- _The records_

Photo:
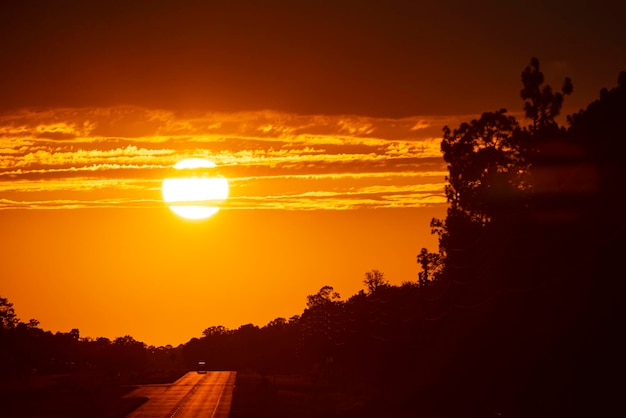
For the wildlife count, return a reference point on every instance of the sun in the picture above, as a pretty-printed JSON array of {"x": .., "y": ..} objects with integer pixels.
[{"x": 196, "y": 191}]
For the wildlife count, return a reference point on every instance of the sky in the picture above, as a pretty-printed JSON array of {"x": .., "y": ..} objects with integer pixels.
[{"x": 325, "y": 117}]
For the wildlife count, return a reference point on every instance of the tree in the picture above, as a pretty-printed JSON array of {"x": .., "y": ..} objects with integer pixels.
[
  {"x": 8, "y": 318},
  {"x": 215, "y": 331},
  {"x": 484, "y": 165},
  {"x": 430, "y": 263},
  {"x": 325, "y": 296},
  {"x": 542, "y": 105},
  {"x": 374, "y": 280}
]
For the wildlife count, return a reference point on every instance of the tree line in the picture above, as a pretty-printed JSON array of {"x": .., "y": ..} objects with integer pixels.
[{"x": 517, "y": 312}]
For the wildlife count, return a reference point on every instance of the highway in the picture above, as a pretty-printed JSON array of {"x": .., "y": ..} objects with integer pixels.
[{"x": 193, "y": 395}]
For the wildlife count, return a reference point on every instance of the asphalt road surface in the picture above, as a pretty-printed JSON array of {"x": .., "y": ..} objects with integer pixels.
[{"x": 193, "y": 395}]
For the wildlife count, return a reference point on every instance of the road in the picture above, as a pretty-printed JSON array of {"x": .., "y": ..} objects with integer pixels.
[{"x": 193, "y": 395}]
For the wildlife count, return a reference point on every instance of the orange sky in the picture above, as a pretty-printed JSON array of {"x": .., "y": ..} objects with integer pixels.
[
  {"x": 314, "y": 200},
  {"x": 325, "y": 117}
]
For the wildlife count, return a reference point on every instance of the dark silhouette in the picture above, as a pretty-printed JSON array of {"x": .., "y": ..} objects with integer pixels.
[{"x": 518, "y": 313}]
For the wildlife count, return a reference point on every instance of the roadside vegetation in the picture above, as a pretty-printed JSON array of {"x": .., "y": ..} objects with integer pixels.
[{"x": 517, "y": 313}]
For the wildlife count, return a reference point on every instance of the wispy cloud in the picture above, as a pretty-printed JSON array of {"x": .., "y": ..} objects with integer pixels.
[{"x": 117, "y": 157}]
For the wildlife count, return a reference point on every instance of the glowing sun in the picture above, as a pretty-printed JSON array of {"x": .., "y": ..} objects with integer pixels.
[{"x": 196, "y": 191}]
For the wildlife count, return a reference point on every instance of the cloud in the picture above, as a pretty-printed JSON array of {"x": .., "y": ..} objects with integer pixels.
[{"x": 117, "y": 157}]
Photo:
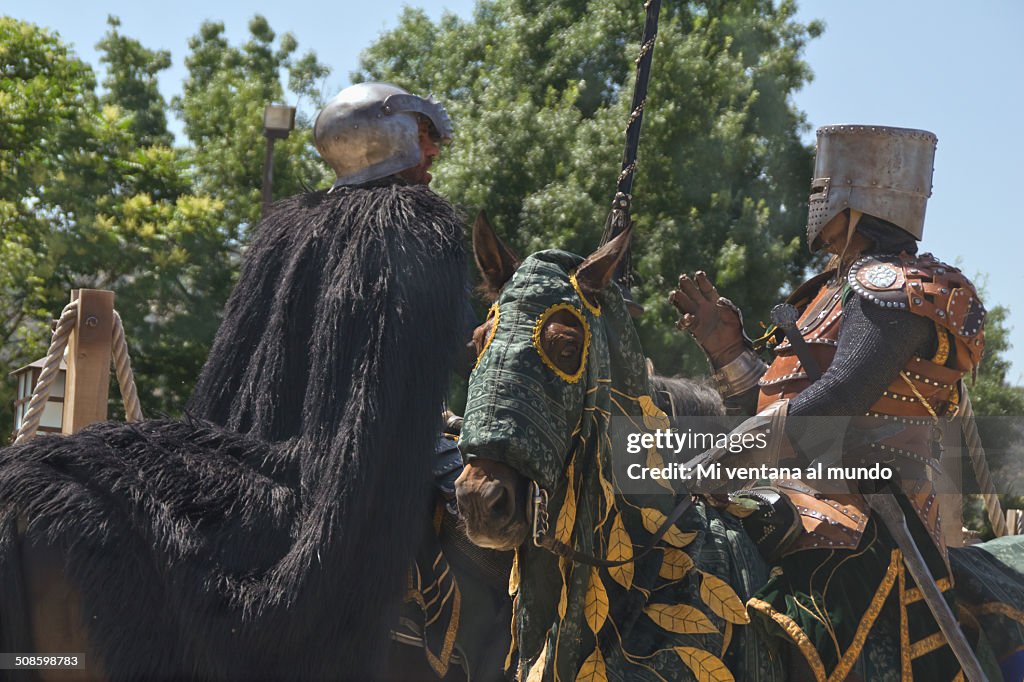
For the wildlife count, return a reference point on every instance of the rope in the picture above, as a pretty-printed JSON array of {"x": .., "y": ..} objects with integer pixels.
[
  {"x": 980, "y": 464},
  {"x": 122, "y": 367},
  {"x": 41, "y": 392}
]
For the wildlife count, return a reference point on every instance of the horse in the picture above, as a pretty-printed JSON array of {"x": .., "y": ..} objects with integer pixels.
[
  {"x": 558, "y": 358},
  {"x": 270, "y": 534},
  {"x": 612, "y": 587}
]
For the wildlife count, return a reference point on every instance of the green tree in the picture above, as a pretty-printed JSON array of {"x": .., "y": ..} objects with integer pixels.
[
  {"x": 222, "y": 109},
  {"x": 540, "y": 94},
  {"x": 131, "y": 84}
]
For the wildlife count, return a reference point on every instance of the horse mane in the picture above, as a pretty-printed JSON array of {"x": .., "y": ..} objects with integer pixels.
[
  {"x": 678, "y": 396},
  {"x": 328, "y": 373}
]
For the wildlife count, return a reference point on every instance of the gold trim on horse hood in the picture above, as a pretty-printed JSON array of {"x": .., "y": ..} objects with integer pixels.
[
  {"x": 497, "y": 313},
  {"x": 570, "y": 378},
  {"x": 594, "y": 309}
]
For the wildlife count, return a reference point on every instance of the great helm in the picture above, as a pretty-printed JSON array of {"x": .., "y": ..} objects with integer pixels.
[
  {"x": 881, "y": 171},
  {"x": 371, "y": 130}
]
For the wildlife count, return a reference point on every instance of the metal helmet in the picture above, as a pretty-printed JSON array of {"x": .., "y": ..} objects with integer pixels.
[
  {"x": 371, "y": 130},
  {"x": 881, "y": 171}
]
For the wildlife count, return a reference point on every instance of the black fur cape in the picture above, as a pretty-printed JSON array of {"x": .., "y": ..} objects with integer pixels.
[{"x": 268, "y": 536}]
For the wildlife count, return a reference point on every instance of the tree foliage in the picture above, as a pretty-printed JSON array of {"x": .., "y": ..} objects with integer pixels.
[
  {"x": 222, "y": 110},
  {"x": 93, "y": 196}
]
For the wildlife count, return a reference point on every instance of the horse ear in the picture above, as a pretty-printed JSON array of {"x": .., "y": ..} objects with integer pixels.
[
  {"x": 496, "y": 261},
  {"x": 596, "y": 271}
]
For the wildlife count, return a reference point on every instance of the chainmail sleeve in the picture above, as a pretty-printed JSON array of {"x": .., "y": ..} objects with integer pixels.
[{"x": 875, "y": 344}]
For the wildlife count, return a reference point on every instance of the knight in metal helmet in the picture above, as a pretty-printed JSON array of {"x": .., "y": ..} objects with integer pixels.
[
  {"x": 375, "y": 130},
  {"x": 884, "y": 336}
]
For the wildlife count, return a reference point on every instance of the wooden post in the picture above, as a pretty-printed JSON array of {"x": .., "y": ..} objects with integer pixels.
[
  {"x": 89, "y": 359},
  {"x": 950, "y": 484},
  {"x": 1014, "y": 520}
]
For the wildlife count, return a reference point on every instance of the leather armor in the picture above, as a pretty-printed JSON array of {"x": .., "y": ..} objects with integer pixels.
[{"x": 925, "y": 391}]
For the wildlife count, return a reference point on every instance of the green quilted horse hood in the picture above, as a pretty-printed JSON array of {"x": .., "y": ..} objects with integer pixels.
[
  {"x": 639, "y": 621},
  {"x": 522, "y": 411}
]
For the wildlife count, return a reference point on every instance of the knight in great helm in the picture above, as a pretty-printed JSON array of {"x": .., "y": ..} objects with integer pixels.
[
  {"x": 371, "y": 131},
  {"x": 885, "y": 334}
]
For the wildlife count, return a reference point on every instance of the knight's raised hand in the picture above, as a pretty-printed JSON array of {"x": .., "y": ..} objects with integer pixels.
[{"x": 712, "y": 320}]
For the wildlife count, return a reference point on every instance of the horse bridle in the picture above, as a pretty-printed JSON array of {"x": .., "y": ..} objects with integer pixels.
[{"x": 541, "y": 526}]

- _Task goal_
Please write out the listing again, starting at the line that contains "the horse ear" and stopping after its final line, with "wildlife count" changed to "field survey" everywhere and nothing else altered.

- _Expected answer_
For the field survey, return a reference point on every instance of the horse ear in the picture above, as a pretty-printed JSON array of {"x": .., "y": ..} objects with integer pixels.
[
  {"x": 496, "y": 261},
  {"x": 596, "y": 271}
]
For the field survey, return a reference point on every instance of the chainmail sleeve in the picture above, as a pretty-printed JSON array of {"x": .., "y": ..} objects with integer pixels.
[{"x": 875, "y": 344}]
For the field survey, return a reference point on every instance of the knight in metal helmet in the picture above, as a pretty-printed JSON array of {"x": .., "y": ..} objects with integer pixels.
[
  {"x": 375, "y": 130},
  {"x": 884, "y": 336}
]
For the field survey, return a reference point on every instance of the wooden post in the picture above, as a pretty-printed JSON array of {"x": .., "y": ..} objects with integer pixels.
[
  {"x": 89, "y": 359},
  {"x": 950, "y": 484},
  {"x": 1014, "y": 520}
]
For the field survey, return a reference point on every instance of the leather armor in the picture above, as a pretty-printed JSON array of {"x": .., "y": ..} objects with integer pixels.
[{"x": 925, "y": 391}]
For the field survey, return a reference point on every instance of the green quilted horse hood in the picture above, as a pretty-printed JSON array of {"x": .., "y": ..} objects with integer pixels.
[
  {"x": 639, "y": 621},
  {"x": 522, "y": 411}
]
For the field survey, return a reference point on every instance of the knight in great helm in the picture above, as a pretty-printed JSON array of {"x": .., "y": ..} objects with integer pixels.
[
  {"x": 371, "y": 131},
  {"x": 885, "y": 334}
]
For the field survey, return a reference point on every instance of the knight's raised hand in the picture above, as a pretty-printed JSON array of {"x": .., "y": ..} objects with integer pixels.
[{"x": 712, "y": 320}]
For the field survey, return a reference point on every instance of the horse bridle in the picture above, as a pretty-printed JSON array of {"x": .., "y": ..} objects with integer pixels.
[{"x": 541, "y": 526}]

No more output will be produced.